### TASK
In your copy, leave out the pictures; write out all the data exactly.
=-=-=-=-=
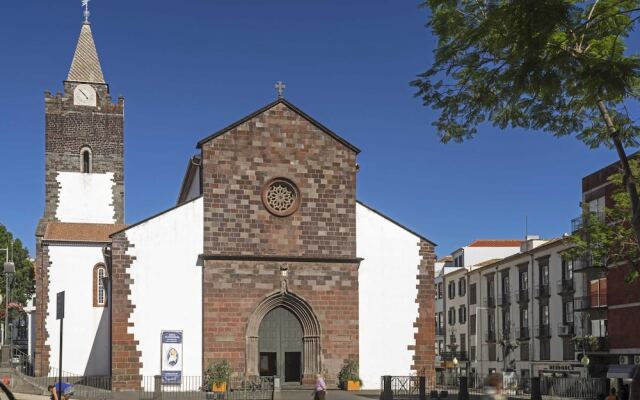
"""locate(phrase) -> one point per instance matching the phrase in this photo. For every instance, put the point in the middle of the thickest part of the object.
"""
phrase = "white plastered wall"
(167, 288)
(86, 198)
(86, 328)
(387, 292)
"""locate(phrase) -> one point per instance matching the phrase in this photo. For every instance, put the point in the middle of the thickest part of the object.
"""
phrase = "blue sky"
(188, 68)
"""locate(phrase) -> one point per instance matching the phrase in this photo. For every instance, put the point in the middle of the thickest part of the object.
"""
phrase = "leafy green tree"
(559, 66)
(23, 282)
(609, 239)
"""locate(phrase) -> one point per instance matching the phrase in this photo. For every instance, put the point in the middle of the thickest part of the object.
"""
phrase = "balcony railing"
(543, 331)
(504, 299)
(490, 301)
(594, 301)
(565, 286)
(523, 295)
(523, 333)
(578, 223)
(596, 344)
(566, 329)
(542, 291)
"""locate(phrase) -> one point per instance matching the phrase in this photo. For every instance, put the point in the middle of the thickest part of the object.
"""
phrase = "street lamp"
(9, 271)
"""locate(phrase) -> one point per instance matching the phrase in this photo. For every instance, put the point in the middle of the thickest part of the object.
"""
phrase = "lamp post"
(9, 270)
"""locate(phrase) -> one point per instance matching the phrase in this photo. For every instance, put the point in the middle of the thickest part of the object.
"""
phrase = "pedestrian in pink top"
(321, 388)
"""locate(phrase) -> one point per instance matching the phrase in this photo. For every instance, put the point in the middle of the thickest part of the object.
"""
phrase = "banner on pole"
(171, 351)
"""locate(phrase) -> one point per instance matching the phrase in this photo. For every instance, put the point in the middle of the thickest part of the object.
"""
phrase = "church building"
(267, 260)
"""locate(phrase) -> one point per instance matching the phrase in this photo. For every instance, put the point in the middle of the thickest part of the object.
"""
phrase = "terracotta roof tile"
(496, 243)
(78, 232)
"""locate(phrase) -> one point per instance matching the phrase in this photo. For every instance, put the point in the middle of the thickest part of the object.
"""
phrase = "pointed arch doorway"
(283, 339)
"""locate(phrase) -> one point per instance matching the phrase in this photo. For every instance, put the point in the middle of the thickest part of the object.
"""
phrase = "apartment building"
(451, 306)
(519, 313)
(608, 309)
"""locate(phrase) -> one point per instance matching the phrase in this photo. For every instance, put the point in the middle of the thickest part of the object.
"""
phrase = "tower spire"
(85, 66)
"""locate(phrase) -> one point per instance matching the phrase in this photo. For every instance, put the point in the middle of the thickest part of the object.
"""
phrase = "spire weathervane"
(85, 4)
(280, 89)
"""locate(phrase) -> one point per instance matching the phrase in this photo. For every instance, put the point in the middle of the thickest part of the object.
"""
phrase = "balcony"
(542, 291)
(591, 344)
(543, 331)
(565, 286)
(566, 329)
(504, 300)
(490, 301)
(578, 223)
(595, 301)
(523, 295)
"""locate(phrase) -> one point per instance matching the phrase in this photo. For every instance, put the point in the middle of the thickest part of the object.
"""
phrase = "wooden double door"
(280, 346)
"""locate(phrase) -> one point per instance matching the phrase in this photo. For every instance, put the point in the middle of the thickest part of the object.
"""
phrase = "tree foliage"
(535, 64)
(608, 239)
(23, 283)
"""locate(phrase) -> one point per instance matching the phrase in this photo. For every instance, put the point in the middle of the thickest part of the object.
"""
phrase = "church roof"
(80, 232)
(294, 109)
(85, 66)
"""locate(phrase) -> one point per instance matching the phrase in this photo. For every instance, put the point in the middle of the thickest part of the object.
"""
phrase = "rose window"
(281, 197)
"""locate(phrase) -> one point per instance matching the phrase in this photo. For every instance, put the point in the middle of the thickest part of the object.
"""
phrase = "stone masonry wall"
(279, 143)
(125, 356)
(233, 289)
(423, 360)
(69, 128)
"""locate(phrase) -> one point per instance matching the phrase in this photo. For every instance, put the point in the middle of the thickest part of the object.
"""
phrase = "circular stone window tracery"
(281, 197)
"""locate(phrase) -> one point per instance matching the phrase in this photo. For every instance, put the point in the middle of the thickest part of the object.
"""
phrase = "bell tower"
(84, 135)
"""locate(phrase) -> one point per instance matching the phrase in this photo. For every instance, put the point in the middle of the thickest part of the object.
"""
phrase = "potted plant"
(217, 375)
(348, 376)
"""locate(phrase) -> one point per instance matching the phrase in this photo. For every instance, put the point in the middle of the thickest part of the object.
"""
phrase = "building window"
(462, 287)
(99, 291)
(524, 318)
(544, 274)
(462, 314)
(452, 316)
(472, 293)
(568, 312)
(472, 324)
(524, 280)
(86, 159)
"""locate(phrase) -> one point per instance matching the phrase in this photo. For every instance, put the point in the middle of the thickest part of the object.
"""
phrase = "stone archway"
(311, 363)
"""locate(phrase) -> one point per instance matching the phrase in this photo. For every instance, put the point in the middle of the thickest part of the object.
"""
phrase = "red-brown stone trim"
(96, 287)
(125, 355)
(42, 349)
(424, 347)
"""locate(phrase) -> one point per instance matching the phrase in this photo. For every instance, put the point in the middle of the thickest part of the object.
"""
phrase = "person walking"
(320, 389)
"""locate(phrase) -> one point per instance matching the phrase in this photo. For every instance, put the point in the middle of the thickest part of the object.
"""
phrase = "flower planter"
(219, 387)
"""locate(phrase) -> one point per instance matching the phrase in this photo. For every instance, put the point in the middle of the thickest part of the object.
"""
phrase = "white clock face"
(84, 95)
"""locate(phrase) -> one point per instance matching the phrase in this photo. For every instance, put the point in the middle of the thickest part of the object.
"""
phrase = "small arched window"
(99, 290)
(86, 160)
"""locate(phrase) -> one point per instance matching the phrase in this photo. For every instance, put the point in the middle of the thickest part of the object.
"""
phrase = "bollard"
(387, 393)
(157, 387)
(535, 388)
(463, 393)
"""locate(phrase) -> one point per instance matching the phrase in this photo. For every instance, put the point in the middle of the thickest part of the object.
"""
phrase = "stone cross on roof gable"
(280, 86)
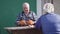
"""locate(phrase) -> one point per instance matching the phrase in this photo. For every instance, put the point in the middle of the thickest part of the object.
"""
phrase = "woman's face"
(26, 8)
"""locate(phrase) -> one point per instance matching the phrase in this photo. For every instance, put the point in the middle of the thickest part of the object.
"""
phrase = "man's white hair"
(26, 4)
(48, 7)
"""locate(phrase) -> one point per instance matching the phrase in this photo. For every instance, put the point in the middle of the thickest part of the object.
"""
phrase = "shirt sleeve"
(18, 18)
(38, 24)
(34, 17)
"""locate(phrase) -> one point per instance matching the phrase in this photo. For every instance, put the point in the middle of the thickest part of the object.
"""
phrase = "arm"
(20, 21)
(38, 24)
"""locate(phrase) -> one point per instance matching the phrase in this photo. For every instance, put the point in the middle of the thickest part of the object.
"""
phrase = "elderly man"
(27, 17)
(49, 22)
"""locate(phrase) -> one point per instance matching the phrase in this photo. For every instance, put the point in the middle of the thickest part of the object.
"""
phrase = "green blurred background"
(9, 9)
=-=-=-=-=
### RESPONSE TO THIS EXERCISE
"""locate(phrase) -> one point per instance matching the phrase in this photo. For every instance, put the point in the middle of the thickest part of the object.
"""
phrase = "white plastered wall"
(167, 288)
(86, 198)
(86, 328)
(387, 292)
"""locate(phrase) -> one point per instance matching the phrase in this photo. For every instance, put the point in the middle of the thickest part of the object.
"""
phrase = "blue sky"
(188, 68)
"""locate(phrase) -> one point per instance matching the phrase in this photo. For every instance, put the point in the middle of the thickest part of the object.
"""
phrase = "leafy green tree"
(559, 66)
(23, 282)
(609, 239)
"""locate(phrase) -> one point per instance matching the phrase in this photo. For every instance, put the point in the middle of the thickest part of the object.
"""
phrase = "balcony railing"
(543, 331)
(504, 299)
(490, 301)
(594, 301)
(565, 286)
(523, 295)
(523, 333)
(578, 223)
(596, 344)
(566, 329)
(542, 291)
"""locate(phrase) -> one point per instance matching the phrase in this photo. For every instance, put the point in the middle of the thickest part of the object.
"""
phrase = "street lamp"
(9, 271)
"""locate(phrase) -> one point per instance matching the phrase in this photo. For every instance, put the point in the middle of the thickest part of the object.
"""
phrase = "lamp post"
(9, 270)
"""locate(phrase) -> one point per instance matching the phrase in this photo. For every instance, put the point in the middle of the thickest part of the object.
"""
phrase = "pedestrian in pink top"
(321, 388)
"""locate(phrase) -> one point per instance matching the phrase in this photo. For every instance, put the point in the middle of the thickest part of the object.
"""
phrase = "banner on pole"
(171, 351)
"""locate(phrase) -> one point per instance matching the phrase in this photo. For every instance, put the point in the middle of the thickest part of the object.
"""
phrase = "church building"
(267, 260)
"""locate(phrase) -> one point per instance matching the phrase in this photo. For every instance, put the point in the middle of the thickest part of the object.
"""
phrase = "terracotta roof tile"
(496, 243)
(78, 232)
"""locate(phrase) -> one point per instance matching the phrase in this photo. For every instance, put the point in the middle of the thickest part of the object.
"""
phrase = "pointed arch doorway"
(283, 339)
"""locate(phrase) -> one point per instance matching the phrase in this photo. For every instance, put the point in the middle of the thickest part of the object.
"""
phrase = "apartment building"
(451, 306)
(519, 313)
(608, 309)
"""locate(phrase) -> one point per instance matching the phrase in this photo. For every instance, put the point in the middle of the thickest part of the object.
"""
phrase = "tower spire"
(85, 66)
"""locate(phrase) -> one point per instance matching the phrase in this photo. For every instance, put the point in the middle of the thickest part of the object.
"""
phrase = "spire weathervane"
(85, 4)
(280, 89)
"""locate(phrase) -> one point per instance matching the phrase in this photo. For every instance, put the point in the middle of the thickest part of the object.
"""
phrase = "balcony"
(542, 291)
(591, 344)
(543, 331)
(565, 286)
(566, 329)
(504, 300)
(490, 301)
(578, 223)
(595, 301)
(523, 295)
"""locate(phrase) -> one point per instance matching the phrase in this photo. For every instance, put the point in the middle of the thickest part of the object.
"""
phrase = "wooden double door"
(280, 346)
"""locate(phrase) -> one point per instance matching the phrase in this photo. For every instance, put the point in the middle of the thickest part of the object.
"""
phrase = "tree foliage"
(535, 64)
(608, 239)
(23, 283)
"""locate(phrase) -> one point per instance matching the phrase in this photo. For every instance, put the point in the middle of the thickest part of the object.
"""
phrase = "church roof"
(80, 232)
(294, 109)
(85, 66)
"""locate(phrase) -> one point per instance matching the phrase in this photo. For every instance, put the point in the middle of the thickest part of the object.
"""
phrase = "rose window"
(281, 197)
"""locate(phrase) -> one point per instance matching the phrase in this photo. For every instance, put the point in the middle of the thickest part of the object.
"""
phrase = "stone masonry wall"
(279, 143)
(125, 356)
(233, 289)
(423, 360)
(69, 128)
"""locate(phrase) -> one point per instance matching the phrase in this photo. For every instance, put the point in the middle of the thickest part of the object.
"""
phrase = "circular stone window tracery"
(281, 197)
"""locate(phrase) -> one point per instance matching the phrase in this photo. For every instance, put the point in the middle of the thickest part of the object.
"""
phrase = "bell tower"
(84, 135)
"""locate(phrase) -> one point per instance matching the phrase in this photo. For every instance, put the point in the middle of the thickest part of the object.
"""
phrase = "potted plant"
(217, 375)
(348, 376)
"""locate(phrase) -> one point per instance matching the phrase in this photo. For every instance, put the point in the middle of the thickest part of the object.
"""
phrase = "building window"
(462, 287)
(99, 291)
(524, 318)
(544, 274)
(462, 314)
(452, 316)
(472, 293)
(568, 312)
(472, 324)
(524, 280)
(86, 159)
"""locate(phrase) -> one point per instance matching the phrase in this photo. For every instance, put the point in the middle of the thickest part of the object.
"""
phrase = "stone archway"
(311, 363)
"""locate(phrase) -> one point per instance matching the phrase in this photo. For every instance, put the point in the middle of the thickest part of the object.
"""
phrase = "red-brown stone trim"
(96, 287)
(125, 355)
(42, 349)
(424, 347)
"""locate(phrase) -> one point per instance matching the phrase in this photo. For every instance, put the point in the middle of the thickest part of the object.
"""
phrase = "person walking"
(320, 389)
"""locate(phrase) -> one point per instance matching the phrase in this photo. For every instance, put the point in the middle of the thickest part of the object.
"""
phrase = "flower planter"
(219, 387)
"""locate(phrase) -> one point per instance matching the phrase in this photo. For every instance, put the point in the middle of the thickest part of the object.
"""
phrase = "white clock face"
(84, 95)
"""locate(phrase) -> one point per instance matching the phrase in this photo. For every instance, put the point in the middle of the thickest part of the object.
"""
phrase = "small arched window"
(99, 290)
(86, 160)
"""locate(phrase) -> one point per instance matching the phrase in this photo. For every instance, put the point in the middle of the thickest part of the object.
"""
phrase = "bollard"
(387, 393)
(157, 387)
(535, 388)
(463, 393)
"""locate(phrase) -> one point per instance matching the phrase in this photo. For every instance, put the point in the middle of the thickest part of the object.
"""
phrase = "stone cross on roof gable"
(280, 86)
"""locate(phrase) -> one point per instance matching the phrase in this photo. For every instance, put the point in the middle of the thickest part of the object.
"""
phrase = "woman's face"
(26, 8)
"""locate(phrase) -> one point per instance matching the phrase in this photo. For every instance, put the point in the middle of the thickest part of the object.
"""
phrase = "man's white hair"
(26, 4)
(48, 7)
"""locate(phrase) -> one point per instance matching the phrase in this photo. For every instance, put the point in the middle of the thickest part of the object.
"""
phrase = "shirt sleeve"
(18, 18)
(38, 24)
(34, 17)
"""locate(phrase) -> one point per instance matching the phrase in this photo. For every instance, put the point in the middle of the thickest part of the object.
"""
phrase = "arm"
(20, 21)
(38, 24)
"""locate(phrase) -> one point per instance matching the phrase in this photo. For every instance, put the point in the middle of the thickest part of the object.
"""
phrase = "elderly man"
(27, 17)
(49, 22)
"""locate(phrase) -> one point per instance matching the phrase in this photo. For every instance, put the point in the middle of the thickest part of the object.
"""
phrase = "green blurred background"
(9, 9)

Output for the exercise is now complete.